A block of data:
————————

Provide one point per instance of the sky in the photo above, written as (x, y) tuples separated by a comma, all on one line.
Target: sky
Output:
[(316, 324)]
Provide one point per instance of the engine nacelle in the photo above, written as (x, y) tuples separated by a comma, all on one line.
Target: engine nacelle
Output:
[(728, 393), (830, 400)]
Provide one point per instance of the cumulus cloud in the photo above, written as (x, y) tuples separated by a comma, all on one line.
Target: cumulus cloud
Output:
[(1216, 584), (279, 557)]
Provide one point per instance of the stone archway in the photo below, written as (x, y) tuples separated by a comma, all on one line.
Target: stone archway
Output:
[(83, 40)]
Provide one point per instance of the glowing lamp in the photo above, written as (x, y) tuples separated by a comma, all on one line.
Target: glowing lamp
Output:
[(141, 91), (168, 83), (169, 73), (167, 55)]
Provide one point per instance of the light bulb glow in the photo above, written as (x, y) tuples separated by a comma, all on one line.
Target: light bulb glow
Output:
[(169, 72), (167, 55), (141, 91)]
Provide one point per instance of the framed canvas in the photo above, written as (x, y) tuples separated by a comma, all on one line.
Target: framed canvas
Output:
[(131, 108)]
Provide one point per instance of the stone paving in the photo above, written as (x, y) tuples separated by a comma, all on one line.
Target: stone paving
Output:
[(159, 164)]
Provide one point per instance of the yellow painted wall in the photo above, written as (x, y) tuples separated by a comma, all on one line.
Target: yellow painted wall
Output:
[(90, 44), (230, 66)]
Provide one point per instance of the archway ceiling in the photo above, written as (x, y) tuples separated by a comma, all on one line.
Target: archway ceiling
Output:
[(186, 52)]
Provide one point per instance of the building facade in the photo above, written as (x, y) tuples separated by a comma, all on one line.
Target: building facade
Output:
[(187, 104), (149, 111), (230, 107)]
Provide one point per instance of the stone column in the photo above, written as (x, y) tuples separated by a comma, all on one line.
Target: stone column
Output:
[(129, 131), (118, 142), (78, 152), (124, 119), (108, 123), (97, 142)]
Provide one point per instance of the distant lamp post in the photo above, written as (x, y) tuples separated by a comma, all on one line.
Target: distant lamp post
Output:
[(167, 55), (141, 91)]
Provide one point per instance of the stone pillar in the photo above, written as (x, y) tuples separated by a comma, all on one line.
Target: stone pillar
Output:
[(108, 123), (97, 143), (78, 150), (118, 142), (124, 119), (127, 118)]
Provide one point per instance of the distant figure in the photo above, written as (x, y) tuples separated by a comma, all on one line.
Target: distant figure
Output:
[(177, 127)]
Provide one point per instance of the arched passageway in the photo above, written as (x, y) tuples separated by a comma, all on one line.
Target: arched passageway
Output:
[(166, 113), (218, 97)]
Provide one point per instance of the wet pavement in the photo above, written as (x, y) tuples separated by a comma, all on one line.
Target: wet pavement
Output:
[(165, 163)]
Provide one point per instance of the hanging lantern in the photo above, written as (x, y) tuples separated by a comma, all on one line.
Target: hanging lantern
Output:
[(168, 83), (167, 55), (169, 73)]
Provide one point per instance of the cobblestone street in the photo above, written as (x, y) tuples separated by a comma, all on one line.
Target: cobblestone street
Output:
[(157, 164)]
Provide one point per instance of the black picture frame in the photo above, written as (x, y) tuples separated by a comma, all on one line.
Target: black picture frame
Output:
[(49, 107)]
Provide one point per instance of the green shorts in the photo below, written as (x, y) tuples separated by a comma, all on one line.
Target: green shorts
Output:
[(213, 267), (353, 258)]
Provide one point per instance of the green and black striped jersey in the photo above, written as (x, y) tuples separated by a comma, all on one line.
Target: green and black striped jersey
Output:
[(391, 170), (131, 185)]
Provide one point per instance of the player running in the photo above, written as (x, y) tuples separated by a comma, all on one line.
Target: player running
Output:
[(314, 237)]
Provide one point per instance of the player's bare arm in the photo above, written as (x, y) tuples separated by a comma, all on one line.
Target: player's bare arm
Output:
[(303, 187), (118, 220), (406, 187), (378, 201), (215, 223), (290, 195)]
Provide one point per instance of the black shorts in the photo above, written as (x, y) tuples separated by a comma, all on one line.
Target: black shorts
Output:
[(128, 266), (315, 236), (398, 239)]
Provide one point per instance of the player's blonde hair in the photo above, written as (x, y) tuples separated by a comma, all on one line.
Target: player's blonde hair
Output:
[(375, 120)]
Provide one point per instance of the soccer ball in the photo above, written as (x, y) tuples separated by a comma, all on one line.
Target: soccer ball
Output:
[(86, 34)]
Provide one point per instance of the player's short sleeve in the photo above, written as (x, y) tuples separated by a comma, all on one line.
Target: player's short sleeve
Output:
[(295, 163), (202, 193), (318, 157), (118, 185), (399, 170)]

————————

- _Task objective_: Copy the block of data above word for word, with every entry and every line in its original order.

- _Written reply_:
Provide one point per instance of the sky in the photo above, written as (x, y) tuples separated by a comma, all on one line.
Target: sky
Output:
[(316, 324)]
Provide one point per instance of the engine nacelle in the photo above, written as (x, y) tuples separated by a comma, all on one line.
Target: engine nacelle
Output:
[(728, 393), (830, 400)]
Provide one point per instance of the cumulus cloud in the photo above, written as (x, y) tuples separated by a comma, all on one line.
Target: cumulus cloud
Output:
[(1216, 584), (279, 557)]
Provide one point per instance of the stone archway in the photo below, written as (x, y) tuples separated by a comma, all on one line.
Target: stone archway
Output:
[(83, 40)]
Provide one point per instance of the glowing lamp in the photo above, written as (x, y) tuples separated by a comma, all on one line.
Target: glowing lamp
Output:
[(141, 91), (168, 83), (169, 73), (167, 55)]
Provide one point per instance of the light bulb glow in the photo above, written as (x, y) tuples separated by a comma, all on one line.
Target: light bulb glow
Output:
[(169, 72), (167, 55), (141, 91)]
Provide one point per instance of the framed canvas in the photo above, written as (x, y) tuples separated by a comma, all on one line.
Target: framed canvas
Output:
[(131, 108)]
Provide one point per instance of the stone paving in the photo above, written as (x, y) tuples separated by a comma, all on one line.
Target: stone paving
Output:
[(159, 164)]
Provide one point per instance of the yellow painted wall in the photo above, written as (x, y) tuples separated by a comma, all on one line.
Target: yellow painted wall
Output:
[(90, 44), (230, 66)]
Provide one point per instance of the archway ceiling in the photo above, written as (x, y) tuples separated by a comma, all on one line.
Target: archway ceiling
Output:
[(186, 52)]
Provide one point per instance of the building facade in the photo above, written as (x, y) tuples separated by a comma, all on one line.
Target: building facade
Output:
[(187, 104), (149, 111), (230, 107)]
Provide one point per instance of the stone column in the photo above, written as (x, y) tuples separated by a comma, all on one line.
Target: stone column
Output:
[(129, 131), (118, 142), (78, 152), (124, 119), (108, 123), (97, 142)]
Provide one point per instance of the distant lamp post in the photo above, written as (x, y) tuples separated by a comma, all on one line.
Target: distant lamp post
Output:
[(167, 55), (141, 91)]
Provide one point per instance of the stone pillar in the photo above, written as (x, y) tuples separated by a comma, all on one line.
Target: stone pillar
Output:
[(108, 123), (97, 143), (78, 150), (118, 142), (124, 119), (127, 118)]
Provide one point per instance of the distant figure in the photo above, written as (x, y) tuples separated by a comma, all on one line.
Target: distant figure
Output:
[(177, 127)]
Provide one point per instance of the arched passageway in the photo above, written as (x, y) tuples separated by a comma, all on one line.
Target: arched passageway
Output:
[(166, 113), (218, 97)]
Provide one point per instance of the wet pavement in the photo above, written as (x, y) tuples separated by a comma, all on one line.
Target: wet pavement
Output:
[(165, 163)]
Provide one point per instance of the hanging lantern in the photo above, written as (x, y) tuples separated by a comma, all on one line.
Target: hanging lantern
Output:
[(168, 83), (167, 55), (169, 73)]
Provide one point per instance of the cobblestone street in the photo above, written as (x, y) tuples separated by a comma, all on one line.
Target: cobblestone street
Output:
[(157, 164)]
Provide one point per instance of the black picture frame in the photo above, written as (x, y) tuples separated by a comma, all on one line.
Target: black picture frame
Output:
[(49, 107)]
Provide one point per instance of the green shorts in the photo below, written as (x, y) tuples separated by a comma, all on one line.
Target: green shorts
Output:
[(213, 267), (353, 258)]
Provide one point per instance of the green and black striped jersey in the photo above, written as (x, y) tuples separated by a comma, all on one line.
Target: green and black striped jersey
Output:
[(391, 170), (131, 185)]
Provide one point per instance of the player running in the photo above, written as (x, y) tuples separated by a comma, all on one line.
Target: player running
Output:
[(314, 237)]
Provide one point per instance of the player's bare arm in the photo above, written as (x, y) tuples separated by a comma, all on one line.
Target: player's bare arm
Output:
[(303, 187), (118, 220), (406, 187), (378, 201), (215, 223), (290, 195)]
Provide one point per instance of the black shorts in the photo above, written as (x, y) tuples separated by a comma, all on one line.
Target: black shorts
Output:
[(128, 266), (315, 236), (398, 239)]
Provide one point per instance of the player's blonde hair in the photo above, written as (x, y) tuples separated by a comma, all on one line.
Target: player's blonde hair
Output:
[(375, 120)]
Provide one point per instance of the soccer ball in the photo above, written as (x, y) tuples separated by a comma, all on one line.
Target: soccer ball
Output:
[(86, 34)]
Provide one point per instance of the player's short sleeve in the photo above, written as (x, y) tuples separated by a comma, all on one line.
Target: player's short sleeve
Output:
[(295, 163), (202, 193), (318, 157), (118, 185), (399, 170)]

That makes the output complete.